• Records for the exercise:
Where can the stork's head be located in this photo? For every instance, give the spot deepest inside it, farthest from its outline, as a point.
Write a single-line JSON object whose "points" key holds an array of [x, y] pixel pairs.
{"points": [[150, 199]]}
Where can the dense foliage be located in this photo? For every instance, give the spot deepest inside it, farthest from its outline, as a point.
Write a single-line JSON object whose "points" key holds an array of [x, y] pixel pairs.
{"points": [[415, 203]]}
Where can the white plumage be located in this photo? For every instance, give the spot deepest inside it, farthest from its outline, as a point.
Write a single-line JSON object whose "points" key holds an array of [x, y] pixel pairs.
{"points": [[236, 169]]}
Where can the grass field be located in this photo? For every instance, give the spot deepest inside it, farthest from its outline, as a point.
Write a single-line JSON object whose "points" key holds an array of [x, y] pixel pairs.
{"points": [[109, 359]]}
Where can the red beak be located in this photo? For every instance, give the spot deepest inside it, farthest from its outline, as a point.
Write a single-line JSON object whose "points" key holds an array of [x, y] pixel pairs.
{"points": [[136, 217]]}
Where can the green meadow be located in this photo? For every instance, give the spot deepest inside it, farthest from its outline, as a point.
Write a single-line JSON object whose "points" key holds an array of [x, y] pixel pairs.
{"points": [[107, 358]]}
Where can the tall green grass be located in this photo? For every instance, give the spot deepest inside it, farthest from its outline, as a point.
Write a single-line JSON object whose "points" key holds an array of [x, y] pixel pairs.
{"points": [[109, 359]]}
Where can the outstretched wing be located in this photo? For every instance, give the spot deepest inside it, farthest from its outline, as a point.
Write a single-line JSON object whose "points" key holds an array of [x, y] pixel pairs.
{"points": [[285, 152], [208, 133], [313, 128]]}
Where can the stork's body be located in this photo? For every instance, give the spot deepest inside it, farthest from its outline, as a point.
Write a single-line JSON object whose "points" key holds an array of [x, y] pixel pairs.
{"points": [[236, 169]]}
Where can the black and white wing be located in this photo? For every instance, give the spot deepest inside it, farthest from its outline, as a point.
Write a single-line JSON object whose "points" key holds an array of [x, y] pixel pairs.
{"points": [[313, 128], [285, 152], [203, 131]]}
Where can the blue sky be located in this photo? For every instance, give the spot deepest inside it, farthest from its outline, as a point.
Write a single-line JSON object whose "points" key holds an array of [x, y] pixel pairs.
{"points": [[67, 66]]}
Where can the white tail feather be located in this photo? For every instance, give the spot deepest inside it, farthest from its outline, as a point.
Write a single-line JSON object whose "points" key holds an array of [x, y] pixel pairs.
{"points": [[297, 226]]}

• Work to complete: Pull out all lines from the entries above in which the word "grass" appears.

• Exercise response:
Where can the grass field be located in this photo? For every instance, give the spot deepest inside it, farthest from its outline, as a point.
Where can the tall green grass be located in this photo? For every instance, give the spot deepest inside it, farthest from its outline, as a point.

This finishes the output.